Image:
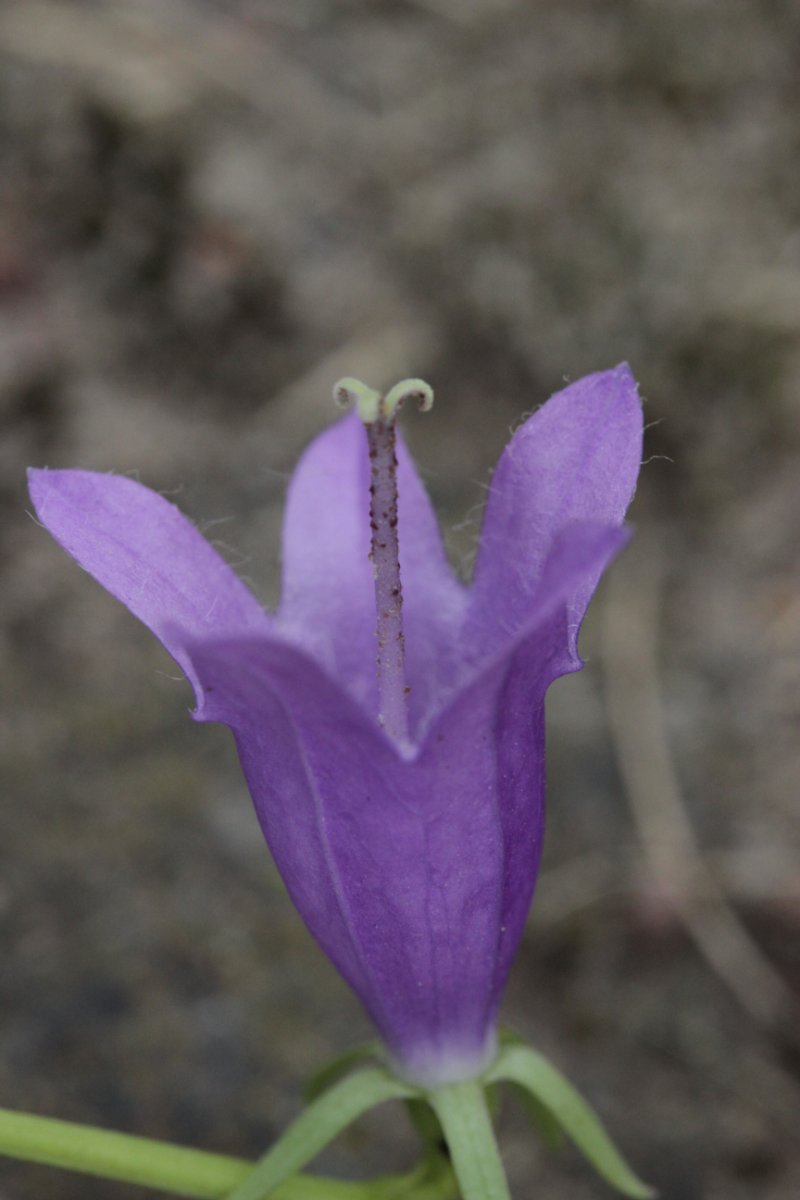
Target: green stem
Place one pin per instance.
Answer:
(190, 1173)
(470, 1139)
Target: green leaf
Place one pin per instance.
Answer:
(527, 1068)
(470, 1139)
(337, 1068)
(314, 1128)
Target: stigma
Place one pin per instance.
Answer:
(378, 413)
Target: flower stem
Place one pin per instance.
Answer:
(470, 1139)
(191, 1173)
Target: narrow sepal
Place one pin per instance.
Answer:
(522, 1066)
(322, 1121)
(468, 1131)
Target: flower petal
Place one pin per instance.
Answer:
(148, 555)
(328, 604)
(512, 685)
(576, 459)
(414, 873)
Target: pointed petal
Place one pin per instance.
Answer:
(145, 553)
(511, 687)
(394, 863)
(328, 586)
(576, 459)
(414, 873)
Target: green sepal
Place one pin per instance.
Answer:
(548, 1127)
(426, 1123)
(338, 1067)
(468, 1131)
(528, 1069)
(194, 1173)
(317, 1126)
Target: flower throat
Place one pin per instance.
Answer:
(378, 414)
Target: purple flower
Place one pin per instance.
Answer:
(411, 856)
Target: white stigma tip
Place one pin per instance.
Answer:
(373, 407)
(417, 390)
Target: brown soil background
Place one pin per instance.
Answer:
(210, 211)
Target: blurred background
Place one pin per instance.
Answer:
(209, 211)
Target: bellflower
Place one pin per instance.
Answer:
(403, 805)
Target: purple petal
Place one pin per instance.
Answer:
(576, 459)
(414, 873)
(395, 864)
(148, 555)
(328, 604)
- - -
**About this exercise**
Output the records above character for character, but leave each image out.

**Solution**
Image:
Target: green stem
Place one pin per instance.
Answer:
(190, 1173)
(470, 1139)
Target: green leaf
Place one pin per instance.
Answer:
(527, 1068)
(470, 1139)
(337, 1068)
(314, 1128)
Target: stigma
Place one pin per instance.
Answer:
(378, 413)
Target: flower stem
Place one pin per instance.
Answer:
(470, 1139)
(191, 1173)
Target: narrow sepal
Place one pin per instance.
Answer:
(522, 1066)
(322, 1121)
(468, 1131)
Target: flower petal
Place one pin per instance.
Answer:
(148, 555)
(328, 604)
(512, 685)
(576, 459)
(414, 873)
Target: pointed petal
Place one pin per instance.
Answer:
(145, 553)
(511, 687)
(394, 863)
(328, 586)
(576, 459)
(414, 873)
Target: green sepal
Place one pin per instance.
Answer:
(548, 1127)
(426, 1123)
(338, 1067)
(468, 1131)
(528, 1069)
(194, 1173)
(317, 1126)
Target: flower throat
Place one pin per instance.
Answer:
(378, 414)
Target: purple flower
Place one pin per instance.
Answer:
(411, 856)
Target: white stigma tip
Place one pin per instance.
Answer:
(373, 407)
(417, 390)
Target: brown soil background
Place one pin per instance.
Answer:
(210, 211)
Target: blurred background
Place one pin per instance.
Answer:
(209, 211)
Target: bellflower
Place one pin per instance.
Answer:
(403, 805)
Target: purple petal
Place one pin per instance.
Answer:
(576, 459)
(414, 873)
(395, 864)
(148, 555)
(328, 604)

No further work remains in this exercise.